WHAT TO PRODUCE: Rewrite the passage of the computer access text that opens with the words "Our first step" and closes with "in Windows 8.", replacing "accessibility settings" with "accessibility options".

Segment Start: TEXT SHOWN

Occupational therapists often work with clients needing computer or tablet access. There are a number of things to consider. First, there is the physical access of actually controlling the keyboard and mouse. There is the visual aspect of being able to see the display, track the cursor on the screen, and coordination of eye-hand movements between the mouse and the cursor on the display. There is also a cognitive aspect of understanding whatever my application might be, whether it is a software program on the computer or mobile app on a tablet or even a smart phone. Finally, there is the functional context. This is something that is very critical that we, as occupational therapists, can bring to the table. “What is the goal?” Why is the client using a computer or tablet? It is easy to think of the tablet as the goal, but it is not. It is what we are doing functionally with that device. It is very important for us to keep in mind the functional context; what is the goal of us using this technology?
Computer Access Hierarchy
Going through our computer access options, we are going to follow somewhat of hierarchy. There is a written version of this computer access hierarchy that is listed in our resources at the end of this course. In following that hierarchy, we are going to start with standard computer access methods, and that means the standard keyboard. The first question we need ask ourselves is, "Can the client physically access that standard computer keyboard?" If so, great; we are done. If not, we need to look at other options.
Our first step is to look at the accessibility features within the computer operating system. Every computer has an operating system. PC computers use Windows operating system. Those continue to change. We are at Windows 8 right now. Apple or Mac computers use IOS operating system. Each of these operating systems has a variety of accessibility settings. These settings not only vary from operating system to operating system, from Windows to IOS, but also vary with the version. For example, the accessibility settings in Windows 7 might be different than those in Windows 8.

Segment End: TEXT SHOWN
Segment Start: RECORDED DATA

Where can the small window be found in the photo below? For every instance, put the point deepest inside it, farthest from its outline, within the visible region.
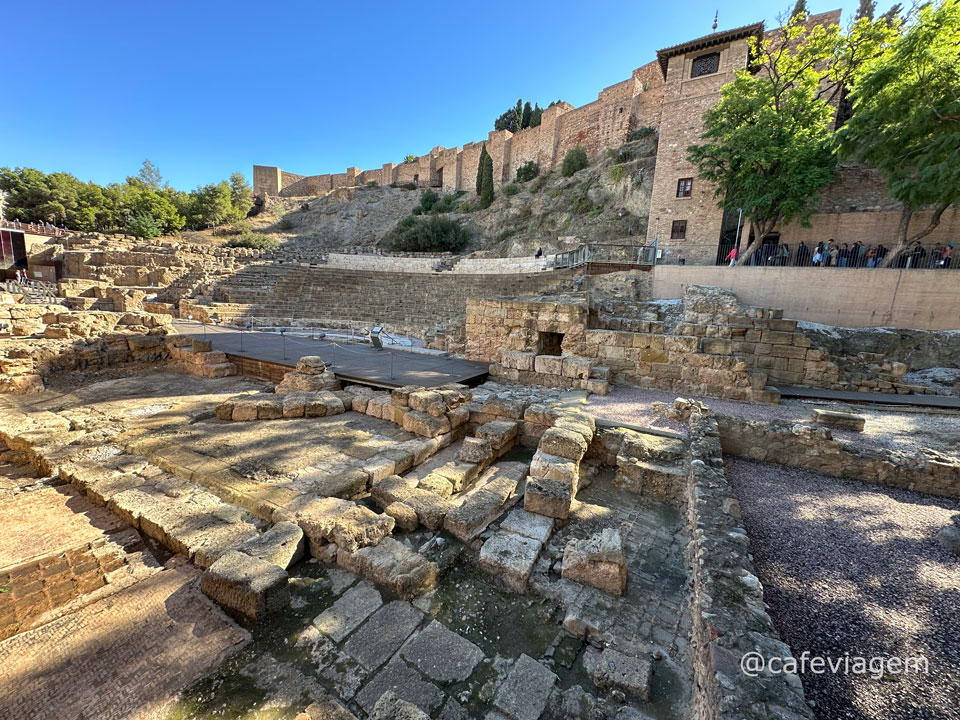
(705, 65)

Segment End: RECORDED DATA

TASK SOLUTION:
Our first step is to look at the accessibility features within the computer operating system. Every computer has an operating system. PC computers use Windows operating system. Those continue to change. We are at Windows 8 right now. Apple or Mac computers use IOS operating system. Each of these operating systems has a variety of accessibility options. These settings not only vary from operating system to operating system, from Windows to IOS, but also vary with the version. For example, the accessibility options in Windows 7 might be different than those in Windows 8.